[Begin INPUT ROWS]

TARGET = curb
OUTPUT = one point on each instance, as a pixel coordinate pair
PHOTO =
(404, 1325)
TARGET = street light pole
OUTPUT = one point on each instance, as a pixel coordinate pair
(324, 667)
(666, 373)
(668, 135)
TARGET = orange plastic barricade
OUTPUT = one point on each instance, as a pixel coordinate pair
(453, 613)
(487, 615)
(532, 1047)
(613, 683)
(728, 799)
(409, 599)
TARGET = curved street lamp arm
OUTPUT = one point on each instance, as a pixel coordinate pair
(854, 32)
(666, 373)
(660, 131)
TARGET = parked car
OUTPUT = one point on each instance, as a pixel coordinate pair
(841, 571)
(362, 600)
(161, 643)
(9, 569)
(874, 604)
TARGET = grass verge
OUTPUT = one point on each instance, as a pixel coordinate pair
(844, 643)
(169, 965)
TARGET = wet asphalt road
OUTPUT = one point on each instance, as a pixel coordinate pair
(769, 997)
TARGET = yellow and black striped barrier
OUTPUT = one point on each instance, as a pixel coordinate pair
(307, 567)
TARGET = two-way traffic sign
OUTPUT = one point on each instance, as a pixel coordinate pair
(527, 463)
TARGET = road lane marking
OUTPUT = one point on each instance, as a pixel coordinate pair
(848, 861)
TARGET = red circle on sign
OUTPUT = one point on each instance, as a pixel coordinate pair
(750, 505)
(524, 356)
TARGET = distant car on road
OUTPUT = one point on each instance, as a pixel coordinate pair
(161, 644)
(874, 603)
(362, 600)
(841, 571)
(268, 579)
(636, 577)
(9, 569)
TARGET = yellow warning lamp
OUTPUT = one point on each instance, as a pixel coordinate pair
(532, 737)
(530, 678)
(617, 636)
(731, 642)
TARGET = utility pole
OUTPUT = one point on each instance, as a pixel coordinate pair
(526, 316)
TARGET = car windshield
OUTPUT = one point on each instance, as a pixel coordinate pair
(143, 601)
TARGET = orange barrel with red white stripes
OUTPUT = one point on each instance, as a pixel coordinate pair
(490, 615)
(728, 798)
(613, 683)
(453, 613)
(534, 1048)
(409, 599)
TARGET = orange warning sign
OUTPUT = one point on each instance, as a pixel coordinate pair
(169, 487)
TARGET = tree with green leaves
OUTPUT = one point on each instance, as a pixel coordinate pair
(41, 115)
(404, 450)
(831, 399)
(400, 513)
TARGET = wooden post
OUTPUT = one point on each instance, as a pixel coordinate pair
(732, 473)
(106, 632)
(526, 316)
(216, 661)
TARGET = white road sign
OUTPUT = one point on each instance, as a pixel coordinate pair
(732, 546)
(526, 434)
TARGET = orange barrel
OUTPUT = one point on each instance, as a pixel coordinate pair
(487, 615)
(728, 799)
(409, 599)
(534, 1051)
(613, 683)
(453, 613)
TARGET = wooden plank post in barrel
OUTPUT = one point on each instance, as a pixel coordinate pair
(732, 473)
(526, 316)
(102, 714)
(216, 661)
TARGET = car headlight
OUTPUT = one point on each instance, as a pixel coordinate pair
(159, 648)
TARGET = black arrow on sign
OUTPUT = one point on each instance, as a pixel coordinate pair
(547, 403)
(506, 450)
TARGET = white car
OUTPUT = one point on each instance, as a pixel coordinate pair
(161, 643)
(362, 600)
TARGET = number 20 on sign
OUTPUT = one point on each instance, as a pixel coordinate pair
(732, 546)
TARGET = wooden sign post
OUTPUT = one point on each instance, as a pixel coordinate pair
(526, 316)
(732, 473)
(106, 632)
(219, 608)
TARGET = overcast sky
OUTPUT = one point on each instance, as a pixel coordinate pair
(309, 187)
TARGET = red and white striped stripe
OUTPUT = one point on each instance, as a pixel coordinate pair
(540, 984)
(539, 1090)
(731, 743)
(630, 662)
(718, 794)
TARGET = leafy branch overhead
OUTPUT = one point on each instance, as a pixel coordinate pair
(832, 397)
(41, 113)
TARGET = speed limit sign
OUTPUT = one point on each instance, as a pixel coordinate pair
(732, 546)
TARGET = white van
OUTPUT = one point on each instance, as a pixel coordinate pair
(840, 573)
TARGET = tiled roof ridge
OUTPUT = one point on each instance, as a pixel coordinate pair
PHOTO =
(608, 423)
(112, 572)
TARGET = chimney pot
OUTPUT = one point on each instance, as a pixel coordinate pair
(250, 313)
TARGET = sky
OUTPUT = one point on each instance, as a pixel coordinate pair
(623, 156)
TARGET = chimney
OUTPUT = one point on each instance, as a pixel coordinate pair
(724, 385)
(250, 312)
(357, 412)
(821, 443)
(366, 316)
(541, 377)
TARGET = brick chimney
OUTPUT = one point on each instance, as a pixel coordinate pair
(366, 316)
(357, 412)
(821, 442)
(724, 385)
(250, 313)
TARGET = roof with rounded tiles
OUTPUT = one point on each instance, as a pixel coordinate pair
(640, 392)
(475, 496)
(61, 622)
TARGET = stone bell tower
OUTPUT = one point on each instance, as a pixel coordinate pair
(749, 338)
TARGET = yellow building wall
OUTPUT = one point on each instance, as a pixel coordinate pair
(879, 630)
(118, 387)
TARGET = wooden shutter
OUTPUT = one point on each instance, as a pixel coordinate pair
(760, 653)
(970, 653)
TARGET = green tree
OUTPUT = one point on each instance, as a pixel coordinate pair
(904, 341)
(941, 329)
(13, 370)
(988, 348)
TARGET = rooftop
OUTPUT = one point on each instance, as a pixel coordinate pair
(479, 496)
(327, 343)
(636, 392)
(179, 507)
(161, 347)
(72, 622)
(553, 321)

[End INPUT ROWS]

**TASK DIRECTIONS**: Render all of the entries above as a JSON list of strings, with one string for each line and blank lines omitted.

**RESULT OF THIS EXERCISE**:
[
  "TARGET = curb",
  "OUTPUT = one point on each instance, as a pixel coordinate pair",
  "PHOTO =",
  "(404, 1325)",
  "TARGET = street light pole",
  "OUTPUT = one point on each instance, as a pixel coordinate pair",
  "(324, 667)",
  "(666, 373)",
  "(668, 135)",
  "TARGET = orange plastic barricade",
  "OUTPUT = one point on each instance, as a pixel coordinate pair",
  "(453, 613)",
  "(487, 615)",
  "(532, 1047)",
  "(613, 683)",
  "(728, 799)",
  "(409, 599)",
  "TARGET = curved street lamp arm",
  "OUTPUT = one point on each instance, as a pixel coordinate pair",
  "(854, 32)",
  "(666, 373)",
  "(660, 131)",
  "TARGET = parked car",
  "OUTPUT = one point on each instance, as a pixel coordinate pair",
  "(841, 571)",
  "(362, 600)",
  "(161, 643)",
  "(9, 569)",
  "(874, 604)",
  "TARGET = grass verge",
  "OUTPUT = one point on each instance, as a pixel coordinate pair",
  "(844, 643)",
  "(169, 965)",
  "TARGET = wet asphalt road",
  "OUTPUT = one point on each instance, as a pixel coordinate pair",
  "(769, 997)",
  "TARGET = yellow and black striped barrier",
  "OUTPUT = one point on each instance, as a pixel coordinate pair",
  "(307, 567)",
  "TARGET = two-way traffic sign",
  "OUTPUT = one point on each instance, as a pixel coordinate pair",
  "(527, 463)",
  "TARGET = road lane marking",
  "OUTPUT = one point on each instance, as a pixel coordinate pair",
  "(848, 861)",
  "TARGET = red circle on sign",
  "OUTPUT = one point on each instance, as a pixel coordinate pair",
  "(750, 505)",
  "(524, 356)",
  "TARGET = distant car on road",
  "OUTPUT = one point on each instance, as a pixel coordinate pair",
  "(161, 644)",
  "(874, 603)",
  "(362, 600)",
  "(841, 571)",
  "(268, 579)",
  "(636, 577)",
  "(9, 569)",
  "TARGET = yellow warning lamp",
  "OUTPUT = one point on each instance, as a pixel coordinate pair",
  "(532, 737)",
  "(530, 678)",
  "(617, 636)",
  "(731, 642)",
  "TARGET = utility pole",
  "OUTPUT = one point on each instance, as a pixel coordinate pair",
  "(526, 316)",
  "TARGET = car windshield",
  "OUTPUT = one point on each instance, as a pixel coordinate pair",
  "(143, 601)",
  "TARGET = orange barrel with red white stripes",
  "OUTPUT = one point on each instance, as a pixel coordinate pair",
  "(490, 615)",
  "(728, 798)",
  "(613, 683)",
  "(453, 613)",
  "(534, 1048)",
  "(409, 599)",
  "TARGET = orange warning sign",
  "OUTPUT = one point on each instance, as a pixel coordinate pair",
  "(169, 487)",
  "TARGET = tree with green leaves",
  "OUTPUT = one point on each instance, as a pixel coordinate pair",
  "(41, 115)",
  "(404, 450)",
  "(831, 399)",
  "(400, 513)",
  "TARGET = wooden post",
  "OUTPUT = one point on each instance, as a pixel coordinate pair",
  "(732, 473)",
  "(106, 632)",
  "(526, 316)",
  "(216, 661)",
  "TARGET = white road sign",
  "OUTPUT = one point on each instance, as a pixel coordinate pair",
  "(732, 546)",
  "(526, 434)",
  "TARGET = orange barrel",
  "OUTPUT = one point on each instance, as a pixel coordinate pair",
  "(487, 615)",
  "(728, 799)",
  "(409, 599)",
  "(534, 1051)",
  "(613, 683)",
  "(453, 613)",
  "TARGET = wooden plank post in barrel",
  "OUTPUT = one point on each instance, as a pixel coordinate pair",
  "(732, 473)",
  "(526, 316)",
  "(102, 714)",
  "(216, 661)",
  "TARGET = car headlight",
  "OUTPUT = one point on each instance, as a pixel coordinate pair",
  "(159, 648)",
  "TARGET = black arrow on sign",
  "OUTPUT = one point on each instance, as a pixel coordinate pair",
  "(547, 403)",
  "(506, 450)",
  "TARGET = white car",
  "OUTPUT = one point on each instance, as a pixel coordinate pair",
  "(161, 643)",
  "(362, 600)",
  "TARGET = number 20 on sign",
  "OUTPUT = one point on each instance, as a pixel coordinate pair",
  "(732, 546)",
  "TARGET = wooden sign post",
  "OUTPUT = one point on each instance, as a pixel coordinate pair",
  "(526, 316)",
  "(732, 473)",
  "(106, 632)",
  "(219, 608)",
  "TARGET = overcast sky",
  "OUTPUT = one point on each instance, as a pixel coordinate pair",
  "(309, 187)",
  "TARGET = red and white striped stripe",
  "OUTPUT = one point on each instance, as a pixel coordinate pair",
  "(540, 984)",
  "(539, 1090)",
  "(731, 743)",
  "(630, 662)",
  "(718, 794)",
  "TARGET = leafy branch overhead",
  "OUTPUT = one point on each instance, as a pixel coordinate pair",
  "(832, 397)",
  "(41, 113)",
  "TARGET = speed limit sign",
  "OUTPUT = one point on each instance, as a pixel coordinate pair",
  "(732, 546)",
  "TARGET = white van",
  "OUTPUT = one point on each instance, as a pixel coordinate pair",
  "(840, 573)",
  "TARGET = tiled roof ridge",
  "OUTPUT = one point on each instance, as a pixel coordinate pair",
  "PHOTO =",
  "(608, 423)",
  "(112, 572)",
  "TARGET = chimney pot",
  "OUTPUT = one point on each instance, as a pixel coordinate pair",
  "(250, 313)",
  "TARGET = sky",
  "OUTPUT = one point on each instance, as a pixel coordinate pair",
  "(623, 156)",
  "TARGET = chimney",
  "OUTPUT = one point on each instance, as a pixel coordinate pair",
  "(724, 385)",
  "(250, 312)",
  "(357, 412)",
  "(821, 443)",
  "(366, 316)",
  "(541, 377)",
  "TARGET = brick chimney",
  "OUTPUT = one point on each instance, as a pixel coordinate pair",
  "(366, 316)",
  "(357, 412)",
  "(821, 442)",
  "(724, 385)",
  "(250, 313)",
  "TARGET = roof with rounded tiles",
  "OUTPUT = one point on each instance, as a pixel coordinate pair",
  "(640, 392)",
  "(475, 496)",
  "(61, 622)",
  "TARGET = stone bell tower",
  "OUTPUT = one point on each instance, as a pixel coordinate pair",
  "(749, 338)",
  "TARGET = yellow building wall",
  "OUTPUT = one point on each instance, as a pixel coordinate pair",
  "(879, 630)",
  "(118, 387)",
  "TARGET = wooden shutter",
  "OUTPUT = one point on each instance, as a pixel coordinate pair",
  "(760, 653)",
  "(970, 653)",
  "TARGET = green tree",
  "OUTPUT = one point on each instance, as a pixel coordinate pair",
  "(904, 341)",
  "(941, 329)",
  "(13, 370)",
  "(988, 348)",
  "TARGET = rooftop",
  "OUTPUT = one point on each instance, as a pixel coordinate pair",
  "(479, 496)",
  "(327, 343)",
  "(636, 392)",
  "(179, 507)",
  "(161, 347)",
  "(72, 622)",
  "(553, 321)"
]